DIRECTIONS: Each entry must be duplicated precisely, with nothing left out.

DATA TO USE:

- - -

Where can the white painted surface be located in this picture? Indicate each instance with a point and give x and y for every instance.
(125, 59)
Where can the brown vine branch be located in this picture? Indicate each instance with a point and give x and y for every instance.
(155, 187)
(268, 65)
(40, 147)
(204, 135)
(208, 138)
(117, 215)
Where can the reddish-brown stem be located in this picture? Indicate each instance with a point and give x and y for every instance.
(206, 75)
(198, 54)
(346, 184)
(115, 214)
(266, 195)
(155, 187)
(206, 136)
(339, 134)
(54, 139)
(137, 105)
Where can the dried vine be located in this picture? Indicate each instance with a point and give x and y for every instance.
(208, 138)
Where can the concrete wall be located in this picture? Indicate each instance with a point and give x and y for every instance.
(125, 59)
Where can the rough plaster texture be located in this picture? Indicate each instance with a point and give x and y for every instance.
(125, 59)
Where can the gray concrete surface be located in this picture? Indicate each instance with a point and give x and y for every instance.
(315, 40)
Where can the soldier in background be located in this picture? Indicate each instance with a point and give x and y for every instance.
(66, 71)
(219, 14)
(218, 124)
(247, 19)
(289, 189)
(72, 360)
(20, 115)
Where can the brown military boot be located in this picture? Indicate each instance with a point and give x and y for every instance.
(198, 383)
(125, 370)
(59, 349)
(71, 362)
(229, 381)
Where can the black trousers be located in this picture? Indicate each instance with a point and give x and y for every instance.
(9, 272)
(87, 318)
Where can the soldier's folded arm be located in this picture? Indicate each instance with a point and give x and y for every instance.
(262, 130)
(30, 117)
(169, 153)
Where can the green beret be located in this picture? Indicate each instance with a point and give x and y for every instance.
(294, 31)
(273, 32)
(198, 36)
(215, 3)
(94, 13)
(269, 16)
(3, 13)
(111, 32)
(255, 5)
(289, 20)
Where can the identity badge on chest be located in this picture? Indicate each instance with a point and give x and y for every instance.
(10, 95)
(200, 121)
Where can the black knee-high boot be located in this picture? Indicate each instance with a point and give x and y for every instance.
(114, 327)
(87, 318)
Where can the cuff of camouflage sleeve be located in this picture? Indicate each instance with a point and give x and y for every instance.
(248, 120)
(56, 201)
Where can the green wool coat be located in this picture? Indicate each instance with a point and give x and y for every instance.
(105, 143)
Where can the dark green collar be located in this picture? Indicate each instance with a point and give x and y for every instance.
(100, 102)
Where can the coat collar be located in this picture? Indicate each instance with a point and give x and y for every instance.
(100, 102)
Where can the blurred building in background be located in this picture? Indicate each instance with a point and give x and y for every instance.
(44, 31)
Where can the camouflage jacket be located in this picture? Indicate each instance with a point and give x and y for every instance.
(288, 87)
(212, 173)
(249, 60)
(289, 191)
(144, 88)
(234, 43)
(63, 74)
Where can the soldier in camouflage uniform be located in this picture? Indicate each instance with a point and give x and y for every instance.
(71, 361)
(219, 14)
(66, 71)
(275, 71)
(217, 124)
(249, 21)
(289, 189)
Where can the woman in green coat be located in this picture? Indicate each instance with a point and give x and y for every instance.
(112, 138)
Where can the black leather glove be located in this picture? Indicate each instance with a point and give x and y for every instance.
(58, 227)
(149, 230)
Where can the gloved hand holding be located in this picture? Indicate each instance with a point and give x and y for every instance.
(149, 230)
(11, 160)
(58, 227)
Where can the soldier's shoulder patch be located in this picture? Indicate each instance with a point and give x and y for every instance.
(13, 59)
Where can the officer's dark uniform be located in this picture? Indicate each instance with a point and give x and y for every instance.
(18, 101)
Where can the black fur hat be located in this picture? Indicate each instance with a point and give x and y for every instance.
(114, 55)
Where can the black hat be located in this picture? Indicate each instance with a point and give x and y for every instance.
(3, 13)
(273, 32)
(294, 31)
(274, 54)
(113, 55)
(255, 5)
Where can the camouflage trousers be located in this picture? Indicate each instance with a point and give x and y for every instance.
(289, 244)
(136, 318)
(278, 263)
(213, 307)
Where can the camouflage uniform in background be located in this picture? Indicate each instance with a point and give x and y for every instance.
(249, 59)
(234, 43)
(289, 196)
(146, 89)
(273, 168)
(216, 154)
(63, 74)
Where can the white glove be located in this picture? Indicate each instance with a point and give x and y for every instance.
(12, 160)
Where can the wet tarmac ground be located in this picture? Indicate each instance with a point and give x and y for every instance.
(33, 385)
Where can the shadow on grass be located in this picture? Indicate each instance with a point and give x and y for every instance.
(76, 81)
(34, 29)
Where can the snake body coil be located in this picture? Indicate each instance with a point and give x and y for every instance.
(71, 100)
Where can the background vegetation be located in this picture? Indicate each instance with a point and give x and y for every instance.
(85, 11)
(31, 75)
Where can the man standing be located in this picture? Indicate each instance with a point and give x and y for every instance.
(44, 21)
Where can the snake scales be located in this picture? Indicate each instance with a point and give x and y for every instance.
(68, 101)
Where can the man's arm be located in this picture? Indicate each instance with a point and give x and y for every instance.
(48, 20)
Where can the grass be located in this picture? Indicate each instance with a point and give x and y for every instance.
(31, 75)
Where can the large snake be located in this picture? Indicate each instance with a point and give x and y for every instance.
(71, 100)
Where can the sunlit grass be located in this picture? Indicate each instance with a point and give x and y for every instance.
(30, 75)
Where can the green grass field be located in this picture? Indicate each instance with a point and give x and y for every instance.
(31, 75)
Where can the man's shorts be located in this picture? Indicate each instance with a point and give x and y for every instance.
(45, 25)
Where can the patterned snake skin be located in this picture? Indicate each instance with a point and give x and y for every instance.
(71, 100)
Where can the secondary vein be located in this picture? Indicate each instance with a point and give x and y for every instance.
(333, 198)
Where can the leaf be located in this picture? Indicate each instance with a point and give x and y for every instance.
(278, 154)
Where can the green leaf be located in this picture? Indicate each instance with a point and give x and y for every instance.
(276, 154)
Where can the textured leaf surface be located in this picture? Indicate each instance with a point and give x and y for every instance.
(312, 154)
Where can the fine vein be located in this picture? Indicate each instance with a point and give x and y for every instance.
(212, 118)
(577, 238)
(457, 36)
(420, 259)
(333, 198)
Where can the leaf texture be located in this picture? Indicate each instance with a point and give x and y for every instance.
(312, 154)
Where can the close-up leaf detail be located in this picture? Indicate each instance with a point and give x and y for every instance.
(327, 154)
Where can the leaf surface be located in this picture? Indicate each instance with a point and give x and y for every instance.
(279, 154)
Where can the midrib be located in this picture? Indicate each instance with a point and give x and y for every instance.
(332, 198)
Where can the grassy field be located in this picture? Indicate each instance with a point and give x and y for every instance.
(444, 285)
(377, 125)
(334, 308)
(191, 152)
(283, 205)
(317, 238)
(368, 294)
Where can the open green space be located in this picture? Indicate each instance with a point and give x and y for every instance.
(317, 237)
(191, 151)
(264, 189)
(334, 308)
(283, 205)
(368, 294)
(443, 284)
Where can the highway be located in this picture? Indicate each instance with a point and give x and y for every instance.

- - -

YOUR SOLUTION:
Where can the white painted surface be located in this picture? Indicate each instance with a point and give x and y for every instance.
(125, 59)
Where can the brown vine branch be located in this picture? Indicate each instance with a point and give x and y for every instance.
(155, 187)
(268, 65)
(40, 147)
(204, 135)
(208, 138)
(117, 215)
Where can the reddish-brown stem be located in this picture? Indicate each instance with a point and give x and y for every instance.
(206, 75)
(198, 54)
(346, 184)
(115, 214)
(266, 195)
(155, 187)
(206, 136)
(339, 134)
(54, 139)
(137, 105)
Where can the dried vine be located in this picture? Indicate each instance with a point and give x and y for every instance.
(208, 138)
Where can the concrete wall be located in this picture? Indicate each instance with a point and give x and y for every instance.
(125, 59)
Where can the rough plaster texture be located in this picture? Indicate each instance with a point and give x and y for every instance.
(125, 59)
Where can the gray concrete surface be located in this picture? Indicate each instance with a point and give x and y for every instance.
(315, 40)
Where can the soldier in background be located in this picture? Indicate each instance with a point and give x and y for every instance.
(66, 71)
(219, 14)
(218, 124)
(247, 19)
(289, 189)
(72, 360)
(20, 115)
Where can the brown military boot be located in this picture? Indicate each instance with a point and give x and y for every instance.
(198, 383)
(125, 370)
(59, 349)
(71, 362)
(229, 381)
Where can the black trousers be located in this picture? Indicate each instance with a point and give x and y for every instance.
(9, 272)
(87, 318)
Where can the soldier's folded arm be located in this picture? Indicate each instance with a point and give x and y for every instance.
(262, 130)
(30, 117)
(169, 153)
Where can the green beret be located in this picture? Indicate each instance with a point and give x and y for every instance.
(294, 31)
(273, 32)
(198, 36)
(215, 3)
(94, 13)
(269, 16)
(3, 13)
(111, 32)
(255, 5)
(289, 20)
Where can the identity badge on chest be located in this picture? Indicate each instance with a point and give x and y for every instance.
(10, 95)
(200, 121)
Where can the black knee-high boot be located in this picture? Indicate each instance with a point and give x and y for every instance.
(114, 327)
(87, 318)
Where can the cuff of camouflage sleeve be located in this picture? Indicate each instance with a point and give x and y for every instance.
(248, 120)
(56, 201)
Where can the green wool coat be located in this picture? Indicate each instance with a point and give x and y for every instance.
(105, 143)
Where can the dark green collar be located in this picture? Indicate each instance with a point and give x and y for every instance.
(100, 102)
Where can the coat collar be located in this picture? Indicate each instance with a point and give x and y for every instance.
(100, 102)
Where can the blurred building in background be located in this picture? Indicate each instance with a point and give x and y for every instance.
(44, 31)
Where can the camouflage jacket be located in this picture? Indicate each instance with a point and give x and y for every instance.
(288, 87)
(212, 173)
(249, 60)
(289, 191)
(144, 88)
(234, 43)
(63, 74)
Where can the soldier in camouflage uniform be located in this picture? Indicate each instance with a point and give x and y for every instance.
(71, 361)
(219, 14)
(66, 71)
(275, 71)
(217, 124)
(249, 21)
(289, 189)
Where can the woman in green coat be located in this picture? Indicate each instance with a point and give x and y for every instance.
(112, 138)
Where can the black leather glove be located in this picture? Indicate each instance with a point and give x and y for every instance.
(58, 227)
(149, 230)
Where can the gloved hand holding be located in this picture? Indicate each instance with a point and give x and y for every instance.
(149, 230)
(11, 160)
(58, 227)
Where can the soldier's shoulder patch be located in this picture? Indicate each instance with a point and give x and y for every instance.
(13, 59)
Where can the officer's dark uniform be located in this picture? Indicate each instance with a point and give x and y for every instance.
(18, 101)
Where can the black fur hat be located in this picture? Indicate each instance with a point and give x and y for every instance.
(114, 55)
Where can the black hat be located in this picture? Indicate each instance with a point and give x and y for every instance.
(3, 13)
(273, 32)
(294, 31)
(274, 54)
(113, 55)
(255, 5)
Where can the camouflage trousers be located in this picture? Indicate each instance with a point and give x and y for every instance.
(289, 244)
(136, 318)
(278, 263)
(213, 307)
Where can the camouflage uniform in background be located in this picture? Indicate each instance with a point and give x and y for every instance.
(249, 59)
(234, 43)
(289, 196)
(146, 89)
(273, 168)
(216, 154)
(63, 74)
Where can the white glove be located in this picture? Indicate each instance with a point and give x and y for every instance.
(12, 160)
Where can the wet tarmac ground be located in this picture? Indicate each instance with a point and give x and y for every instance.
(33, 385)
Where can the shadow on grass be located in this picture? Indicate each instance with a point and give x and y for every instance.
(76, 81)
(34, 29)
Where can the snake body coil be located in this picture? Indicate each instance with a point and give x and y for every instance.
(71, 100)
Where can the background vegetation be located in this picture? Indicate each instance with a point and give x and y for every instance.
(85, 11)
(31, 75)
Where can the man standing be located in this picture? Indicate each instance with a point and give x and y for every instance.
(44, 21)
Where can the snake scales be located in this picture? Indicate each instance with a point and give x and y for every instance.
(68, 101)
Where can the man's arm be located in this picture? Indicate each instance with a point and give x and y for every instance.
(48, 20)
Where can the grass be located in this picture? Indicate each instance with a point and give x and y for every instance.
(31, 75)
Where can the large snake be located in this picture? Indicate each instance with a point and give x and y for every instance.
(71, 100)
Where can the sunlit grass be located in this picture? Indicate each instance with a point and give x and y for every instance.
(30, 75)
Where can the green grass field be located in this picture? Indicate each instance with a point and give x and y for every instance.
(31, 75)
Where can the man's shorts be located in this picture? Indicate each instance with a point and give x and y for every instance.
(45, 25)
Where can the patterned snake skin be located in this picture? Indicate each instance with a point and give x and y for every instance.
(71, 100)
Where can the secondary vein be located in this picture? Indicate each instance with a point and give x and y for every instance.
(333, 198)
Where can the leaf be located in this picture? Indicate each instance with a point and give x and y for every instance.
(278, 154)
Where can the green leaf be located in this picture? Indicate each instance with a point and give x and y for every instance.
(276, 154)
Where can the textured leaf surface be located in this picture? Indicate each instance with a point and give x and y for every instance.
(312, 154)
Where can the fine vein be located in this picture? Indicate each instance with a point and give x and y for every instance.
(212, 118)
(577, 238)
(457, 36)
(420, 259)
(333, 198)
Where can the leaf texture be located in this picture? Indicate each instance with a point and give x and y for every instance.
(312, 154)
Where can the close-up leaf detail be located in this picture? Indicate each instance with a point and give x and y for every instance.
(327, 154)
Where can the leaf surface be located in this picture? Indicate each instance with a point and give x and y for every instance.
(279, 154)
Where can the midrib be located in this picture? Indicate each instance with a point and give x and y for every instance.
(332, 198)
Where can the grassy field be located in this picture? Indicate each instance with a point and give x and y for every instance.
(444, 285)
(377, 125)
(334, 308)
(191, 152)
(283, 205)
(317, 238)
(368, 294)
Where can the open green space be located in this picture? Indicate each instance with a point and give x and y for every instance.
(317, 237)
(191, 151)
(264, 189)
(334, 308)
(283, 205)
(368, 294)
(443, 284)
Where can the highway be located in this picture? Indicate each instance with a point and give x and y for every instance.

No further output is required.